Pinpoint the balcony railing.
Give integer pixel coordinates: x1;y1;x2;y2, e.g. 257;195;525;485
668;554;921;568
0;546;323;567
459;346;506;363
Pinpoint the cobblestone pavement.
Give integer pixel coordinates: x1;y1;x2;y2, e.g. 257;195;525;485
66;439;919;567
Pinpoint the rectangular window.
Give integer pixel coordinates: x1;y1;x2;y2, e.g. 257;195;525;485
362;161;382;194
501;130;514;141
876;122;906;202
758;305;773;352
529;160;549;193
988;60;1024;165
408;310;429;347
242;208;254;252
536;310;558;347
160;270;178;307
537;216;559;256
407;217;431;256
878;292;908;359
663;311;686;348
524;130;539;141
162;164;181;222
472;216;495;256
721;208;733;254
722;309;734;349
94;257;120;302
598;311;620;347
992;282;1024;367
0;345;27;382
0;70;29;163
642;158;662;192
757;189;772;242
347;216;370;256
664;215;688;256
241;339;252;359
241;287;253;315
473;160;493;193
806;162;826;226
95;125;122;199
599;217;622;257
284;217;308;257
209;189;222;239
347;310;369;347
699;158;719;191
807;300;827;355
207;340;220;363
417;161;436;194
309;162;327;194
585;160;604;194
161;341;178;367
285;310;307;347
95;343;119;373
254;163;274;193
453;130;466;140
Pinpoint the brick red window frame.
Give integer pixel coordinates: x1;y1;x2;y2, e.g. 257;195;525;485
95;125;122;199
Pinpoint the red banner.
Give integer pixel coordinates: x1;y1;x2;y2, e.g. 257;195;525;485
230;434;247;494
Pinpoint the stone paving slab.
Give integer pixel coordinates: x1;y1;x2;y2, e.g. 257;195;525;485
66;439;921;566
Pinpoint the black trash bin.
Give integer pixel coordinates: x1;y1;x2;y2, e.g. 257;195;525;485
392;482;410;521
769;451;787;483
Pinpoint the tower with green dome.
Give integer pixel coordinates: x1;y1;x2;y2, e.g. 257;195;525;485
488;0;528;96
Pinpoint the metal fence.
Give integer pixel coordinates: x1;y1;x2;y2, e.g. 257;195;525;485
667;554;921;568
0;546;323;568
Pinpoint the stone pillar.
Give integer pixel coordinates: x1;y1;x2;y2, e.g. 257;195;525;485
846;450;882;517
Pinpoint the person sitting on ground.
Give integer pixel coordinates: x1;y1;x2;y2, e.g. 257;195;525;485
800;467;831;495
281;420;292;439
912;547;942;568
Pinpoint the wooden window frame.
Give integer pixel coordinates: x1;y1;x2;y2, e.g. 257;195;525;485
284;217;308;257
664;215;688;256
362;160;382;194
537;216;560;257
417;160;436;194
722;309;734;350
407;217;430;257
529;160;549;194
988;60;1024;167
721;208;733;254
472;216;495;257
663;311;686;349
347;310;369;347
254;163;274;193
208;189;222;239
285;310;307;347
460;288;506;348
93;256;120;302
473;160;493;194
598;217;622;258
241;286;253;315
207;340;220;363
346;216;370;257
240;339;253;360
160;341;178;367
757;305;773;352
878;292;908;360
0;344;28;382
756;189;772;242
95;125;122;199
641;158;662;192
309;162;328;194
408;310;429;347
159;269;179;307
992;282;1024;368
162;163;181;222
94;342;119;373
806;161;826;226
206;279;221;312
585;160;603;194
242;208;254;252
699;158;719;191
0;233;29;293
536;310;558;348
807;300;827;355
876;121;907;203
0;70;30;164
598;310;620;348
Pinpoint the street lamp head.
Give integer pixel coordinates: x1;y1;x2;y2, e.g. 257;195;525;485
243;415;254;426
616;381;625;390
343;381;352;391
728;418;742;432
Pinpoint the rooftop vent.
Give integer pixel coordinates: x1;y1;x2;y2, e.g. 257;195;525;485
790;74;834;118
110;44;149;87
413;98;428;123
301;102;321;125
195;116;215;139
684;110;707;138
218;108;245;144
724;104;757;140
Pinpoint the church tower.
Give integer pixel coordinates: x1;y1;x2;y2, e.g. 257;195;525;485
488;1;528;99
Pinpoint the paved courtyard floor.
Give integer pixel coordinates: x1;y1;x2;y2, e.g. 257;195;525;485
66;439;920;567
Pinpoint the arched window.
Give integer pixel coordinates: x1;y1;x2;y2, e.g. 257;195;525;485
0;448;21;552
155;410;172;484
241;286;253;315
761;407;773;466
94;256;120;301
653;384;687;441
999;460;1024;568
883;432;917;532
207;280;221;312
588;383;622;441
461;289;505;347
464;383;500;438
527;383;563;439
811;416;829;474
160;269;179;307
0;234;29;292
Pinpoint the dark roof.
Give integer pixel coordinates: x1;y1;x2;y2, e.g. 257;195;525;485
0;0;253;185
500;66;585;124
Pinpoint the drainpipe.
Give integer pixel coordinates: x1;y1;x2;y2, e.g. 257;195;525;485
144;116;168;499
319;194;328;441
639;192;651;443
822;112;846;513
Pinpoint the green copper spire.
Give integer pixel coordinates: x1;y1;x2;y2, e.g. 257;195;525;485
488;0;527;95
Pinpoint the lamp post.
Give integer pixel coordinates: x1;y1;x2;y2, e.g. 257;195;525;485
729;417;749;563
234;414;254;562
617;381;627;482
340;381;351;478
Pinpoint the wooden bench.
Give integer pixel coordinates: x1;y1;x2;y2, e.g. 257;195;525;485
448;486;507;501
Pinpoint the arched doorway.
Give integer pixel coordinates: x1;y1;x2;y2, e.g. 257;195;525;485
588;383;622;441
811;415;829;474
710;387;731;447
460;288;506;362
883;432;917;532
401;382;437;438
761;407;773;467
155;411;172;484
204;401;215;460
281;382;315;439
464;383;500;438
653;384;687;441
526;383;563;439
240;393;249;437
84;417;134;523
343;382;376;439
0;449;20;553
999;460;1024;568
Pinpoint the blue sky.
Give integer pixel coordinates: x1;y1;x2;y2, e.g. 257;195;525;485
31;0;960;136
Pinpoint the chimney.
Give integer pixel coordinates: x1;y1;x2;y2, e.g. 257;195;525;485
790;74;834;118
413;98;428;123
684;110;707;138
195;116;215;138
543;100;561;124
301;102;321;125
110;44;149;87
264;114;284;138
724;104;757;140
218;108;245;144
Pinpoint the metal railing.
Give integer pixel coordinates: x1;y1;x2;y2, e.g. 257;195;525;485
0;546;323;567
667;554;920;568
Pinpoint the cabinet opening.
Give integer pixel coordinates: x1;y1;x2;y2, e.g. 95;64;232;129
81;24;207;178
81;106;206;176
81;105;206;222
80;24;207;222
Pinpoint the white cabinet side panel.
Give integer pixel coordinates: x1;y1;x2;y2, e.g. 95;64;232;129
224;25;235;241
================================
What you have to do: Please give an exact copy of the lines above, beginning with the line containing "Pinpoint the stone paving slab." and running through the line containing "Pinpoint the wooden window frame.", and of no other lines.

Solution to this problem:
Pinpoint the stone paving slab.
Give integer pixel coordinates: x1;y1;x2;y2, e.g. 257;195;525;485
66;439;921;566
Pinpoint the black trash bin.
Give integer pixel coordinates: x1;y1;x2;y2, e.g. 257;195;525;485
392;482;410;521
769;451;787;483
Pinpoint the tower with green dome.
Give integer pixel coordinates: x1;y1;x2;y2, e.g. 257;195;525;485
488;0;528;96
Pinpoint the metal fence.
Give integer pixel coordinates: x1;y1;x2;y2, e.g. 257;195;525;485
667;554;921;568
0;546;323;568
Pinpoint the stone pillar.
Give integer pixel coordinates: x1;y1;x2;y2, e.g. 257;195;525;485
846;450;882;517
Pinpoint the person sitting on ground.
Give integer pixel coordinates: x1;y1;x2;y2, e.g. 257;195;525;485
800;467;831;495
281;420;292;439
912;547;942;568
Pinpoint the wooden window frame.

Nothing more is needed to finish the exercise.